EXTRACTED RECORDS:
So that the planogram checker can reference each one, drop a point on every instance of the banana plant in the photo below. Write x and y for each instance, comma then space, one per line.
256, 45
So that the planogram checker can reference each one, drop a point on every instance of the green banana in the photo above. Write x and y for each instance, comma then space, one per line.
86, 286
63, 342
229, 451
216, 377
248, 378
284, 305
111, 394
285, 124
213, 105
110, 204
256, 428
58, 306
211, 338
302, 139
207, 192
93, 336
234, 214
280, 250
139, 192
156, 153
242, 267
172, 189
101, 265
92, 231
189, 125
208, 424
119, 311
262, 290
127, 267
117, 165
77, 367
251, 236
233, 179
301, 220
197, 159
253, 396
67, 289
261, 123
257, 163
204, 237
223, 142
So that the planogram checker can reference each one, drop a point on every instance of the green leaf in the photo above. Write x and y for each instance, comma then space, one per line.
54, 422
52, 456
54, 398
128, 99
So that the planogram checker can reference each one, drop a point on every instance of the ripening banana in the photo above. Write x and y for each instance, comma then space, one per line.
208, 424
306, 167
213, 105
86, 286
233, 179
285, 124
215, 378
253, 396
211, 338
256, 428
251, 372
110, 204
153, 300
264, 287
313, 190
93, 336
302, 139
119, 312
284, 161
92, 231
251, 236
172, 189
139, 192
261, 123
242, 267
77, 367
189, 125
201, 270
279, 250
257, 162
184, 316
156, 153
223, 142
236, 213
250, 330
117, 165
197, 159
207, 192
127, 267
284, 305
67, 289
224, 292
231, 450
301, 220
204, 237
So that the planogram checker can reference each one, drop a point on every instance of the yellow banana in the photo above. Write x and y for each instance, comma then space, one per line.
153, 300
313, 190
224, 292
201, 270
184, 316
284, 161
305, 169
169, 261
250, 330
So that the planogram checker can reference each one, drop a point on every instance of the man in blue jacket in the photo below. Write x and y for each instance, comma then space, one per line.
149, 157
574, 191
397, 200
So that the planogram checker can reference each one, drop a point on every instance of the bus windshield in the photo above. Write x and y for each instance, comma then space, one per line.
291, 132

TASK INSTRUCTIONS:
Rewrite the lines above as a numbered list, and leave out any blank lines.

OUTPUT FOR THIS EXERCISE:
1. So that the planogram checker can reference each one, drop a point on every instance of the banana plant in the photo below. Write x and y for each instance, comma then space, one per line.
2. 256, 45
3. So that the planogram checker can reference each one, drop a point on every instance of the green banana in the photo above. Write x and y for each instance, comma then space, one per line.
4. 86, 286
5. 63, 342
6. 229, 451
7. 216, 377
8. 248, 378
9. 284, 305
10. 111, 394
11. 285, 124
12. 213, 105
13. 110, 204
14. 256, 428
15. 58, 306
16. 211, 338
17. 302, 139
18. 207, 192
19. 93, 336
20. 234, 214
21. 280, 250
22. 139, 192
23. 156, 153
24. 242, 267
25. 172, 189
26. 101, 265
27. 92, 231
28. 189, 125
29. 208, 424
30. 119, 311
31. 262, 290
32. 127, 267
33. 117, 165
34. 77, 367
35. 251, 236
36. 233, 179
37. 301, 220
38. 197, 159
39. 253, 396
40. 67, 289
41. 261, 123
42. 257, 163
43. 204, 237
44. 223, 142
45. So that the planogram checker can reference each one, drop a point on every instance of the green leaf in the photo above. Write x and y for each instance, comma then space, one per line.
46. 54, 422
47. 52, 456
48. 54, 398
49. 128, 99
50. So that the planogram checker can reference each one, drop a point on every instance of the ripening banana in the photo above. Write x and y for each instance, comma then space, one per line.
51. 208, 424
52. 306, 167
53. 213, 105
54. 86, 286
55. 233, 179
56. 285, 124
57. 215, 378
58. 253, 396
59. 211, 338
60. 256, 428
61. 251, 372
62. 110, 204
63. 153, 300
64. 264, 287
65. 313, 190
66. 93, 336
67. 302, 139
68. 119, 312
69. 284, 161
70. 92, 231
71. 251, 236
72. 172, 189
73. 139, 192
74. 261, 123
75. 242, 267
76. 77, 367
77. 189, 125
78. 201, 270
79. 279, 250
80. 257, 162
81. 184, 316
82. 156, 153
83. 223, 142
84. 236, 213
85. 250, 330
86. 117, 165
87. 197, 159
88. 207, 192
89. 127, 267
90. 284, 305
91. 67, 289
92. 224, 292
93. 231, 450
94. 301, 220
95. 204, 237
96. So that the planogram checker can reference each one, drop a point on every instance of the yellow banana in the photo above. Write x and y for each instance, comma then space, one per line.
97. 153, 300
98. 313, 190
99. 224, 292
100. 201, 270
101. 184, 316
102. 284, 161
103. 305, 169
104. 169, 261
105. 250, 330
106. So that the planogram checker can reference each one, drop a point on every instance of the man in blue jacket in the photo below. Write x and y for each instance, comma then space, one per line.
107. 149, 157
108. 574, 191
109. 397, 200
110. So that the planogram checker can reference each one, drop a point on every instance of the bus windshield in the photo above. Write x and y for each instance, comma then space, one per line.
111. 291, 132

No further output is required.